* Requirement 1
In the passage on Iran sanctions and Nicaraguan tourism, by what percentage are Iranian oil shipments said to be down?

---------- Passage to read

We don't have to occupy Iran. The lessons from Iraq and Afganistan have been well-learned. Without a navy, without access to the international banking system, Iran can be marginalized and starved. Their planes can be refused landing at sanction-respecting countries. If they still manage to develop a viable nuclear weapon, then every other countries' nukes will be pointed in the one direction, waiting. If Iran or one of its proxies detonate a nuclear weapon or a dirty bomb (which they could do right now), the retaliation would not be nuclear. Iran is not Vietnam in the 60's, or Afganistan. Iran is a modern country with a modern infrastructure. The Serbs finally came to the table when they couldn't flush their toilets in Belgrade anymore (Iran may be installing composting toilets as we speak).

Yes, someone will buy some Iranian oil, if the price is right, and they can pay in gold, but as the Kenyan link above proves, those buyers will diminish over time as replacement supplies are found. Shipments are down by 40%. Even the Chinese are looking elsewhere (Venezuela) and I'm sure the Russians would love to sell them oil.

On Nicaraguan tourism:

I really don't care where the Nicaraguans spend their money, and if they want to attract Spanish speaking tourists, I say go for it. I hope someone does a marketing plan first :) If they focus on Spanish-speaking tourists that WILL preclude the need to learn English. I've seen Germans and French in Nicaragua, but other than returning Nicaraguans, no Latin tourists.

As far as ancient history goes re Costa Rica and Nicaragua: That was then, and this is now: CR got where they are in the last 30 years. If Nicaragua wants to encourage high tech industries to invest in Nicaragua, I say go for it. I hope someone writes a business plan before knocking on Intel's door.

--------------------

* Requirement 2
Which lines of the dataset rows contain the string "surface"? Report each one.

---------- Items

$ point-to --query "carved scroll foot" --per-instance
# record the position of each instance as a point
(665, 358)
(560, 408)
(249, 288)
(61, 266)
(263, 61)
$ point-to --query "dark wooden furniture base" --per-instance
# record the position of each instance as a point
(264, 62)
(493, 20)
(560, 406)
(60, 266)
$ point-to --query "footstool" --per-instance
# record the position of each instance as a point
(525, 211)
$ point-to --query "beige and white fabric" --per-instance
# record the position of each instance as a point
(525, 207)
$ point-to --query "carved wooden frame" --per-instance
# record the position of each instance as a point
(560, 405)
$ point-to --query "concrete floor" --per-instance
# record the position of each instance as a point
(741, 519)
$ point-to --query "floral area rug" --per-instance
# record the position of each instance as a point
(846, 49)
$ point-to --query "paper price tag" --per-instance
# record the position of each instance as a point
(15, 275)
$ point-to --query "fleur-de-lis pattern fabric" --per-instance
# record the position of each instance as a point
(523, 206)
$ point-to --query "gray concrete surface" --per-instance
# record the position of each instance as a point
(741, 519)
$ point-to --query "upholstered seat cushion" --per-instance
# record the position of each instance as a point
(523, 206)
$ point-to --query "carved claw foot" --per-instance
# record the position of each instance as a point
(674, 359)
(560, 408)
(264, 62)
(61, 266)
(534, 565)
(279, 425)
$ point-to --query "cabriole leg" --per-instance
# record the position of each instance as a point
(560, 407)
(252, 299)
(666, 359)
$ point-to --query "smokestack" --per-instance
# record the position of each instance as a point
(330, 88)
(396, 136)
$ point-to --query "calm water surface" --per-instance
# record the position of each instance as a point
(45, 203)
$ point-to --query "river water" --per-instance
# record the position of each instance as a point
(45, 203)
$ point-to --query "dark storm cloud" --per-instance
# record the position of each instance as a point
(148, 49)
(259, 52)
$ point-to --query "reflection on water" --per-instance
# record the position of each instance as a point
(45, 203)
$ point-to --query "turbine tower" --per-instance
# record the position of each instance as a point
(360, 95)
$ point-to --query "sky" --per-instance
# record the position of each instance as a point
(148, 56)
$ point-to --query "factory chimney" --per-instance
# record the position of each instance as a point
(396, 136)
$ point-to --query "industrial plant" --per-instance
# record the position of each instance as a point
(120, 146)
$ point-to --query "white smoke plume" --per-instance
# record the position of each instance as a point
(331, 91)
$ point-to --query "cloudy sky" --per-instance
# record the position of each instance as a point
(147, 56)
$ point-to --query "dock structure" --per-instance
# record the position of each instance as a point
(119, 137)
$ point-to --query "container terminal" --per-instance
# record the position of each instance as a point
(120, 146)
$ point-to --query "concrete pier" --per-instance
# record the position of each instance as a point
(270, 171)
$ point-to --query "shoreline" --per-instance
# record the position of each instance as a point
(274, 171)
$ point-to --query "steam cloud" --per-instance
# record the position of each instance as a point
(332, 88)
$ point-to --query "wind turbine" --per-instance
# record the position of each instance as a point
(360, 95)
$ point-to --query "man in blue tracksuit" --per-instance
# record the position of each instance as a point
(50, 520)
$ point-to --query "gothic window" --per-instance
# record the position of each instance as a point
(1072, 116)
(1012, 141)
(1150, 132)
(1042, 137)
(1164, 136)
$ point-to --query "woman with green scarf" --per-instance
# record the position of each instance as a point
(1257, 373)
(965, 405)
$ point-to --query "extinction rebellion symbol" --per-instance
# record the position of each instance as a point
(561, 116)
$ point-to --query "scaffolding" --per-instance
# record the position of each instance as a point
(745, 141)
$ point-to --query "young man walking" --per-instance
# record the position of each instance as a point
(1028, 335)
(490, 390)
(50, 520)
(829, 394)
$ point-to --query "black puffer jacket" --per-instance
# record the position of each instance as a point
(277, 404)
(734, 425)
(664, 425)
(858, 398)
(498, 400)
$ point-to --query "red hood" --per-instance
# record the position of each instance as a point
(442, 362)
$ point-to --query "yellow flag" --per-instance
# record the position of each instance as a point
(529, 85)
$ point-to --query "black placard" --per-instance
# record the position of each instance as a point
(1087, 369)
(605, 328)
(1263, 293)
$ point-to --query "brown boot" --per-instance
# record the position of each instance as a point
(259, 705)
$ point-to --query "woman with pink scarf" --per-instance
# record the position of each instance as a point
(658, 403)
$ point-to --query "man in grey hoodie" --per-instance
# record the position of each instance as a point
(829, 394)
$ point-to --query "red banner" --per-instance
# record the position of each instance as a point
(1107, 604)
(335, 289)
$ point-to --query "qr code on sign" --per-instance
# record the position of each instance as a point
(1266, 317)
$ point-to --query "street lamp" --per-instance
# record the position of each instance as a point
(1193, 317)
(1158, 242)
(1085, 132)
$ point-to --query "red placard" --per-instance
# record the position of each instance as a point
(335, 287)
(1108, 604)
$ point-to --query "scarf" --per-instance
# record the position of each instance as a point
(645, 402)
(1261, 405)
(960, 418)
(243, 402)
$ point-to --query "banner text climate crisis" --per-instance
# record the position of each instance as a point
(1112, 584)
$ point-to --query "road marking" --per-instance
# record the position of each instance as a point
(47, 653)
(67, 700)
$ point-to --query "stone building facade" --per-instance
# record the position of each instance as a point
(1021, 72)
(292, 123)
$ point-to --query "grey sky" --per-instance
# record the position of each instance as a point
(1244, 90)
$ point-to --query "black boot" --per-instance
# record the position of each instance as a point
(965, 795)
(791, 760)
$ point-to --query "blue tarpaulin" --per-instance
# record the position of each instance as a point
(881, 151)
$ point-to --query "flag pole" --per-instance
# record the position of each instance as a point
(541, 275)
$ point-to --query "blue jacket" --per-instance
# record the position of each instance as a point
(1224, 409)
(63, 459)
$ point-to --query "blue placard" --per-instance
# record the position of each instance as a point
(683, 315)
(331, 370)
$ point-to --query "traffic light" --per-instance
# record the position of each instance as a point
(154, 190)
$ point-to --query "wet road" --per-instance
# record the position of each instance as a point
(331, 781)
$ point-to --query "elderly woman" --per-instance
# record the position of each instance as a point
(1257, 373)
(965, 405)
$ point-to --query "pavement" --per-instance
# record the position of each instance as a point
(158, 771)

--------------------

* Reply 1
40%

* Reply 2
$ point-to --query "gray concrete surface" --per-instance
$ point-to --query "calm water surface" --per-instance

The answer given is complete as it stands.